STORED DATA –
▬▬▬▬▬▬▬▬▬▬
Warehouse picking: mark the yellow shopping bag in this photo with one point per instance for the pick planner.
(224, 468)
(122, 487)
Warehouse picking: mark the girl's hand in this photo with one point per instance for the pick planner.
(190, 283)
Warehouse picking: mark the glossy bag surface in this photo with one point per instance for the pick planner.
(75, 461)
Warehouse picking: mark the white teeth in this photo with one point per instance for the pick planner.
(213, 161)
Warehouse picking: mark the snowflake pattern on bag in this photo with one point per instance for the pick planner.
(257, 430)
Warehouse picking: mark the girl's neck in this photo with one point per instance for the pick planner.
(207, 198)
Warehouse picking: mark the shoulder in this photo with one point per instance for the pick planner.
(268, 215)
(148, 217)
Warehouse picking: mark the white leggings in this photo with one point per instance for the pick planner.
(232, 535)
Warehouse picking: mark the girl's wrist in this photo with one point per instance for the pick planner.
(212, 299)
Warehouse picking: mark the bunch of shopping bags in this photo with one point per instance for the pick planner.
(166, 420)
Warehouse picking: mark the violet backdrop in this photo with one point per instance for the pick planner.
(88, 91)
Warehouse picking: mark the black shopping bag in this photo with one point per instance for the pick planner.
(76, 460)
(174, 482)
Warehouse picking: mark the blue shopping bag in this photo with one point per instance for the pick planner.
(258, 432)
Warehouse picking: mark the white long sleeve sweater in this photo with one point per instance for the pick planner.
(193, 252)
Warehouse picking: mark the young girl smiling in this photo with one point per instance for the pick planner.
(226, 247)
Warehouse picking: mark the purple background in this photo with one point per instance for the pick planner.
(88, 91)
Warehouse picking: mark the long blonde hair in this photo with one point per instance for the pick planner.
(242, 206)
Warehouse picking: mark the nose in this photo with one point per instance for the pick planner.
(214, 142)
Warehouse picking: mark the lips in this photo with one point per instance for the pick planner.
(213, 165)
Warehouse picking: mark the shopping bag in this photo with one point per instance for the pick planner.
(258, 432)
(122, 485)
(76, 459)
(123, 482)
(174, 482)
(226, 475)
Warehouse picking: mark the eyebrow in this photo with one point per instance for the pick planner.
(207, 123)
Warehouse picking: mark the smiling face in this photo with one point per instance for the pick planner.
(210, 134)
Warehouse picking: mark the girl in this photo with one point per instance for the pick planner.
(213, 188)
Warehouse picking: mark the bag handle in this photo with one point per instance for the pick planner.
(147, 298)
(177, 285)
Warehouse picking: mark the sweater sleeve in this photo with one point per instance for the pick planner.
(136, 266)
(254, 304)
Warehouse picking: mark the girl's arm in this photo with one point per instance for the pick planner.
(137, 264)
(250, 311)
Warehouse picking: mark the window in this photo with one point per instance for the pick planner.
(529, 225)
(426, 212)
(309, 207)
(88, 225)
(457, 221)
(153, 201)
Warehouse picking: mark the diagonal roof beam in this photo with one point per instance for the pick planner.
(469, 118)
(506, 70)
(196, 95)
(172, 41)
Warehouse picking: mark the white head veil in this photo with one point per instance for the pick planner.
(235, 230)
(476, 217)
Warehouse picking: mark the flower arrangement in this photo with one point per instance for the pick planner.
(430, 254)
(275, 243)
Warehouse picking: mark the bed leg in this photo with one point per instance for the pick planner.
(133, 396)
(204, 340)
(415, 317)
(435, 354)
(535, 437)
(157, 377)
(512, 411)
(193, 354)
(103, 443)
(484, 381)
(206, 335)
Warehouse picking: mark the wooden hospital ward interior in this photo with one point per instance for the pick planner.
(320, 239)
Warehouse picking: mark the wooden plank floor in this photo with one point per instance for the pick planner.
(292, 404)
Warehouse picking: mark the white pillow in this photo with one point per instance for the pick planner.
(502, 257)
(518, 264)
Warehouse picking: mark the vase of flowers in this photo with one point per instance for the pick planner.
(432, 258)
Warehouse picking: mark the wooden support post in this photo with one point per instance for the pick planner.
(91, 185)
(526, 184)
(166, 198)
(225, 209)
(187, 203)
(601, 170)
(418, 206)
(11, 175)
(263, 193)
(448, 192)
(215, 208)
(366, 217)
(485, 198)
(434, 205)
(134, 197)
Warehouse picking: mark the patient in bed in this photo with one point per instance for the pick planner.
▬▬▬▬▬▬▬▬▬▬
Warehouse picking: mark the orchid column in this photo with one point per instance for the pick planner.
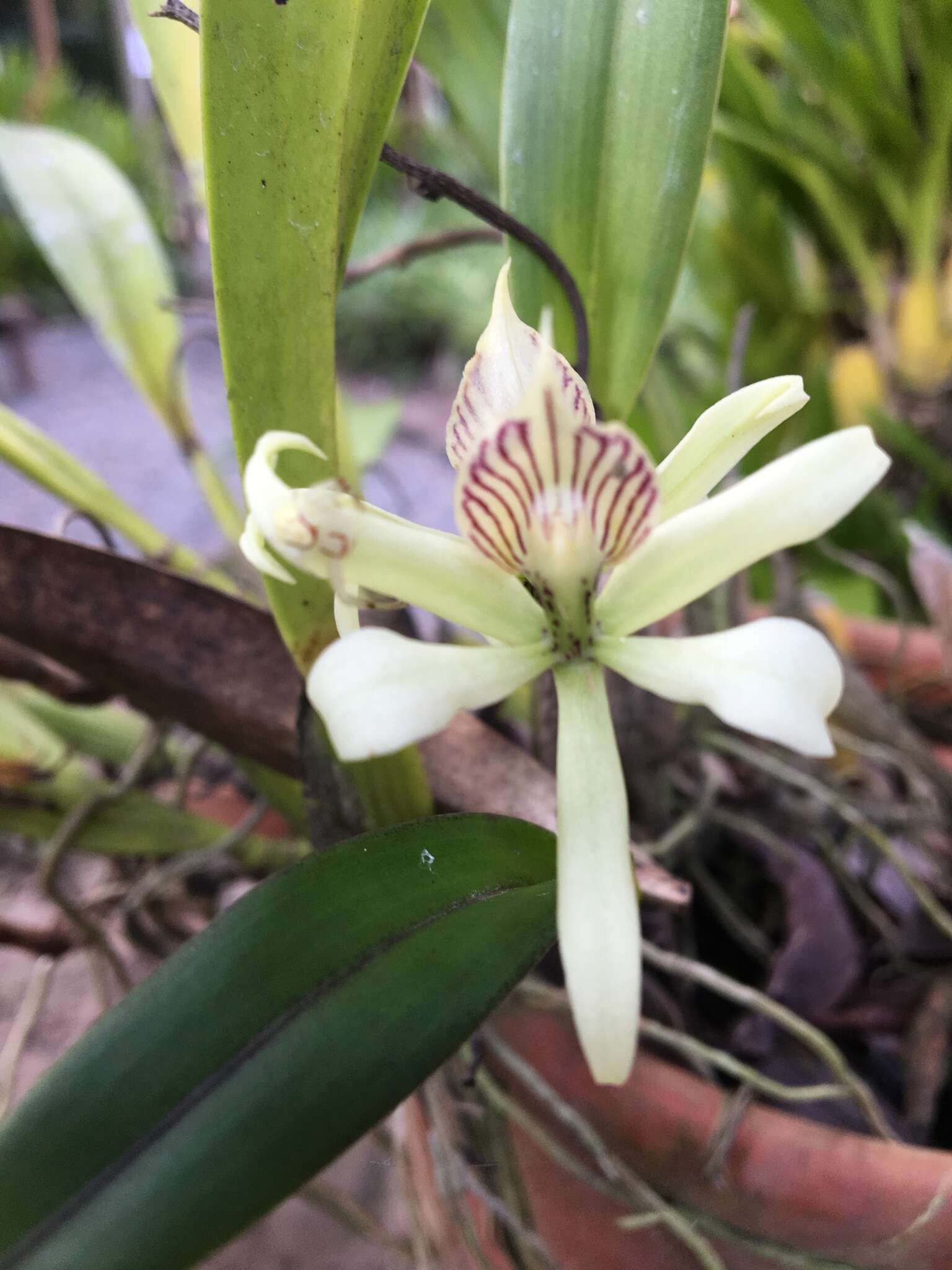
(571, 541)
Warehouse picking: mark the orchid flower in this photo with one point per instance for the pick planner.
▬▬▬▬▬▬▬▬▬▬
Tally the lines of the material above that contain the string "orchid", with case counting. What is the total? Reply with the number only.

SOLUTION –
2